> Textblock
================
Max Reih beschreibt sich als risikoaffinen seriösen Rechner. Seit Dezember verfügt der Chef der Neuburger Brummer Logistik über zwölf batterieelektrische Sattelzugmaschinen mit 500 Kilometern Reichweite. Die Dachser-Tochter, die seit vergangenem Sommer zum Allgäuer Familienkonzern gehört, hatte die Fahrzeuge samt zugehöriger Ladeinfrastruktur mit elf festen und zwei mobilen Ladepunkten noch vor der Übernahme bestellt und dafür einen Zuschuss von fast 4,7 Millionen Euro aus dem Förderprogramm für Klimaschonende Nutzfahrzeuge und Infrastruktur des Bundesverkehrsministeriums erhalten. Nun sammelt der Betrieb mit den Fahrzeugen Daten, die Dachser zur Bewertung der E-Mobilität als Element seiner Klimaschutzstrategie nutzen kann; die Lkw machen derzeit 10 Prozent der weltweiten Elektro-Flotte des Konzerns aus.
================
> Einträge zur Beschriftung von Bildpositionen
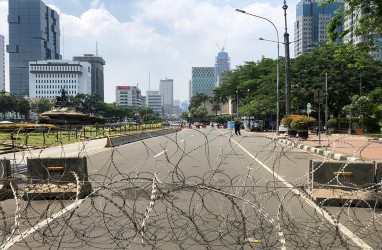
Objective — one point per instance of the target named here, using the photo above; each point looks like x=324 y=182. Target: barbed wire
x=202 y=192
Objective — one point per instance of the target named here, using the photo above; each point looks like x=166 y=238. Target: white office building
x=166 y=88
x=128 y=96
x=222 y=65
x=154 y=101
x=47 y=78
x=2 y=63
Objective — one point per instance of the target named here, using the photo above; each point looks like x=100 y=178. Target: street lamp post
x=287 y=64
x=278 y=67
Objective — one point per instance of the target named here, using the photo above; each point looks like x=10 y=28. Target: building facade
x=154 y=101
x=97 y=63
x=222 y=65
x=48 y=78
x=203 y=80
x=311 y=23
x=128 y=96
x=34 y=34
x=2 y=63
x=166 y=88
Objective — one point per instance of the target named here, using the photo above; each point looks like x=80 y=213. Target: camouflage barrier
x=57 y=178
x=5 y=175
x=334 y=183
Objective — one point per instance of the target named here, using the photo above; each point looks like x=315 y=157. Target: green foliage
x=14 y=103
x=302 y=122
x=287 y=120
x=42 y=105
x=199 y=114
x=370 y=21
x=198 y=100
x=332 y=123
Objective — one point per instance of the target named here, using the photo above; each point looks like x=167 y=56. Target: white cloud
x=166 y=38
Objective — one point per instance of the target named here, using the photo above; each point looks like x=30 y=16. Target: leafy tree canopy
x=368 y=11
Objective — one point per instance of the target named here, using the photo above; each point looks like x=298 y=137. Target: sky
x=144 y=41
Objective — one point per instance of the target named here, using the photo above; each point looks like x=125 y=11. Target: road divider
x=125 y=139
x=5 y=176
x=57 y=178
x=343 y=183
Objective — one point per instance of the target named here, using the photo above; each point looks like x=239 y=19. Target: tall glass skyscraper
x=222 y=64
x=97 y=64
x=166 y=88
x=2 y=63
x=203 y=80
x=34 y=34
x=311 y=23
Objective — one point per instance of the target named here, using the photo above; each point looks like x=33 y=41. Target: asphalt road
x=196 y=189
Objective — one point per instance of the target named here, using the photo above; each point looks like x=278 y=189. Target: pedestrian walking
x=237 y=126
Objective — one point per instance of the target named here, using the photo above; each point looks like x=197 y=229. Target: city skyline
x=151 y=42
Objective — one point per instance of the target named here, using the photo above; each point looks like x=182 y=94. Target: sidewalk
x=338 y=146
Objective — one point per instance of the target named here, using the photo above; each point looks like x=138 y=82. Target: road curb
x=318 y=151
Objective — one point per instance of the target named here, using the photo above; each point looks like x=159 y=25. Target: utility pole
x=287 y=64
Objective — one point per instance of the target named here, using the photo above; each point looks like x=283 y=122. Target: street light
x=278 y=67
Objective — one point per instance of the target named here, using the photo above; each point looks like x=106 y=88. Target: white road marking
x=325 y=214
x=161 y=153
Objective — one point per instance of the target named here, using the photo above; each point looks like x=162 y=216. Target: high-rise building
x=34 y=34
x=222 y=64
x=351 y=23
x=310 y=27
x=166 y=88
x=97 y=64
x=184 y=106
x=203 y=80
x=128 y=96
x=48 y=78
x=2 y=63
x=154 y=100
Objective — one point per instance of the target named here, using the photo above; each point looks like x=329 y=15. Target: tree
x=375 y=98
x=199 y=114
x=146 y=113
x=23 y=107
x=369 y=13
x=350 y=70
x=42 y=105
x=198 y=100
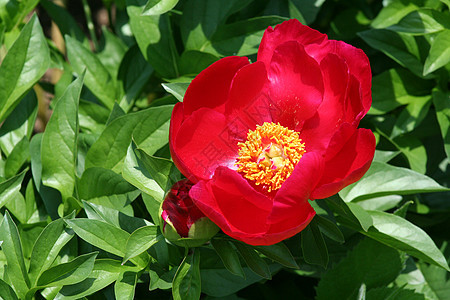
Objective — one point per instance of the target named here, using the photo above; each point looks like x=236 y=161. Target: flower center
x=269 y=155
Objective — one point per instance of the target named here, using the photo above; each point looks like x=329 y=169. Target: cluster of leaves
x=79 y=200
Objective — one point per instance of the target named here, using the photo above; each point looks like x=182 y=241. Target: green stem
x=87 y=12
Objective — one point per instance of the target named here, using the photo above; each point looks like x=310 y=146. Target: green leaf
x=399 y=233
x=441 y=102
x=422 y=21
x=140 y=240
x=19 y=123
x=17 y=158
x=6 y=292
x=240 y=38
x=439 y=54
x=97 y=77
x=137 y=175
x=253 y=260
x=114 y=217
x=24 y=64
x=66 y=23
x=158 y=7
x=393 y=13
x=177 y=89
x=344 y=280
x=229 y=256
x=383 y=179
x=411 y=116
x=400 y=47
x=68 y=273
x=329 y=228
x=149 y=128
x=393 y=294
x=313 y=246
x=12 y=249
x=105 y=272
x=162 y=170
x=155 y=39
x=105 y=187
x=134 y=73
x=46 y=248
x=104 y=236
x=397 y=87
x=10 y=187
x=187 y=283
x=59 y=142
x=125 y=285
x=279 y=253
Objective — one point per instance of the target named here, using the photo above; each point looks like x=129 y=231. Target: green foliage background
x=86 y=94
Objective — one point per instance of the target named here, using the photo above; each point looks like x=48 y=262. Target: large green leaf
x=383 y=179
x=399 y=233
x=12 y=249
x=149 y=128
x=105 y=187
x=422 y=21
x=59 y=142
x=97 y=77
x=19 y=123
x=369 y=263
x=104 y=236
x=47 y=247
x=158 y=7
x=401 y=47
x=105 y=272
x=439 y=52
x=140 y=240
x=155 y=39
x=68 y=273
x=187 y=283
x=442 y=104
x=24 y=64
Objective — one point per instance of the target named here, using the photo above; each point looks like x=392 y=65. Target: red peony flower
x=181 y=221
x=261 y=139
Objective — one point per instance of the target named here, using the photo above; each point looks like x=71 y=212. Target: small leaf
================
> Aufgabe
Schreiben Sie den Text über die Elektro-Lkw der Brummer Logistik vollständig und unverändert ab. Die Datensätze stammen aus einer anderen Quelle als der Text.

> Schriftliche Antwort
Max Reih beschreibt sich als risikoaffinen seriösen Rechner. Seit Dezember verfügt der Chef der Neuburger Brummer Logistik über zwölf batterieelektrische Sattelzugmaschinen mit 500 Kilometern Reichweite. Die Dachser-Tochter, die seit vergangenem Sommer zum Allgäuer Familienkonzern gehört, hatte die Fahrzeuge samt zugehöriger Ladeinfrastruktur mit elf festen und zwei mobilen Ladepunkten noch vor der Übernahme bestellt und dafür einen Zuschuss von fast 4,7 Millionen Euro aus dem Förderprogramm für Klimaschonende Nutzfahrzeuge und Infrastruktur des Bundesverkehrsministeriums erhalten. Nun sammelt der Betrieb mit den Fahrzeugen Daten, die Dachser zur Bewertung der E-Mobilität als Element seiner Klimaschutzstrategie nutzen kann; die Lkw machen derzeit 10 Prozent der weltweiten Elektro-Flotte des Konzerns aus.